Stated goal 1 = List every organization named in the discussion excerpt below, including unions.

Document extract =
━━━━━━━━

Just to clarify, I was responding to the idea that our group is "ultra-left" in some general way--which I have never seen an argument that I consider honest. While I disagree on the labor party question in the U.S., I would not consider it dishonest if you said you considered it an ultra-left position. If you tried to say it meant our tendency was ultra-left, I would need to see much more argumentation.
But you do come off as sectarians, to be honest with you. Not nearly as bad as the Spartacists - who really are just trying to provoke people - but I was at an educational conference held by Solidarity last December, and a couple of your comrades were there and asked questions that were basically denunciations of Solidarity in the trade unions. Now, look - I've been in Soli, and left because it was an economist dead end. But I don't find it most helpful to go to their conference and denounce them over it. It's this "style" of politics, most associated with the Workers League/Socialist Equality Party and the Spartacist League, that gets people filed in the "ultra-left" category and ignored right quick. I'm sure you consider your position principled, and I understand that, but it doesn't create a space where you can have open, honest polemics on the left.
I want to separate two issues here:
1. Tone and means of expression.
2. "doesn't create a space where you can have open, honest polemics on the left".
On the first point: "you do come off as sectarians". What you present as evidence seems to me to be basically what I would call tone and means of expression (you use the term "style"). I would be surprised if myself and other LRP comrades never "came off" as sectarians--in good ways and in bad ways. In good ways because like all socialist groups now (even really crap ones), we're standing against a really strong current that has only started to change this year, and because within those socialist groups, we defend what we see as important principles against the current within the socialist movement. And in bad ways because confined to mostly literary work due to the low level of class struggle of the past decades, this "period of existence as a Marxist circle ingrafts, invariably, habits of an abstract approach to the problems of the workers’ movement" (Trotsky).
Let's grant that at the conference the LRP comrades' tone and means of expression denoted a certain "abstract approach." I don't see the jump to a lack of "open, honest polemics on the left." Perhaps this question should be a separate thread but let's look at the picture:
Solidarity has a prominent member well-placed in TWU Local 100. He is defending the union leadership who had just presided over a 1000 layoffs with only the barest attempt at "struggle" (months went by suppressing protests because they might upset "negotiations" and then protests were organized under the slogan "transit jobs are green jobs"--not "stop layoffs"--but more important they were for show--there was no serious mobilization). The union leadership is now asking people to rank stuff like "healthcare now, healthcare when you're retired, or wage increases" as part of its "contract survey." The Solidarity comrade--Steve Downs--is supporting this and saying he thinks the leadership wants to and will lead a good contract fight.
What attitude toward that is appropriate other than denunciation? How can one be an "open, honest" revolutionist--committed to the liberation of humanity and the advancement of the workers' interests--and not condemn such politics at the group's conference?

━━━━━━━━

Stated goal 2 = Gather each line of the listing below that contains the string "framed". Case counts.

Data provided =
━━━━━━━━

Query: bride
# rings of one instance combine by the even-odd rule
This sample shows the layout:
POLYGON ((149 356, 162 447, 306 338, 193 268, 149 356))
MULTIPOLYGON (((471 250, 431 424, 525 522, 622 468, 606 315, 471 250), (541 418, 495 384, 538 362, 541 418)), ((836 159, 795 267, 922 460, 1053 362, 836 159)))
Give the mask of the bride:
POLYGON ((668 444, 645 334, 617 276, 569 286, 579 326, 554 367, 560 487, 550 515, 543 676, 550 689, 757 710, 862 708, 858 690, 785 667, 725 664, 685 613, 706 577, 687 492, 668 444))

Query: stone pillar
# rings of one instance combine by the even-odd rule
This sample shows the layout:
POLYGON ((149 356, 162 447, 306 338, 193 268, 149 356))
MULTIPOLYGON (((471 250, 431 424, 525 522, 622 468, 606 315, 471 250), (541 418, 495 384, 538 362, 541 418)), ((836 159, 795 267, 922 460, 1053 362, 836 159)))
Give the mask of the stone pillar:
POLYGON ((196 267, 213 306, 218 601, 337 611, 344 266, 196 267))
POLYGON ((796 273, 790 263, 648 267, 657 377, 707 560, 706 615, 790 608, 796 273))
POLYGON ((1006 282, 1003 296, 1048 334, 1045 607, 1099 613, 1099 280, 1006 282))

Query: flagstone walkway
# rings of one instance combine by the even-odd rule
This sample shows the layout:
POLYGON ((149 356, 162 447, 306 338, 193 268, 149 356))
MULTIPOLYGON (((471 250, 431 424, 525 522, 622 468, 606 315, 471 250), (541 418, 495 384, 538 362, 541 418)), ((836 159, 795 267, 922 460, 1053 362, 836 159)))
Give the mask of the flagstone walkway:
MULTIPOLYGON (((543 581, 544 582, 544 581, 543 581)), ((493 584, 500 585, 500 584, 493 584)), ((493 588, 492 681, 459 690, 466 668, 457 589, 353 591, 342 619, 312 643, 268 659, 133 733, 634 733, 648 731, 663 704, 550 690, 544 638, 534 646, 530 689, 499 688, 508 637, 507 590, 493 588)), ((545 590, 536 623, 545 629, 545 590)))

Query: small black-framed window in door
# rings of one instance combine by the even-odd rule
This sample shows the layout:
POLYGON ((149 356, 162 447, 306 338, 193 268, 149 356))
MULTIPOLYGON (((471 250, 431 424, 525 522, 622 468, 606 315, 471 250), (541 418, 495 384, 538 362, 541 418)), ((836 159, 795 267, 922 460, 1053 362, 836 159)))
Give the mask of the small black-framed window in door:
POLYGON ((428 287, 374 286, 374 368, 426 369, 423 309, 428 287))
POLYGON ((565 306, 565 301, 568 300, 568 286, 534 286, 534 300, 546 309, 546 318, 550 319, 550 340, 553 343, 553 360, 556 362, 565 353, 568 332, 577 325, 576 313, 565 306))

━━━━━━━━

Final answer 1 = Solidarity (also called Soli), the Spartacist League (the Spartacists), the Workers League/Socialist Equality Party, the LRP, and TWU Local 100.

Final answer 2 =
Query: small black-framed window in door
Give the mask of the small black-framed window in door:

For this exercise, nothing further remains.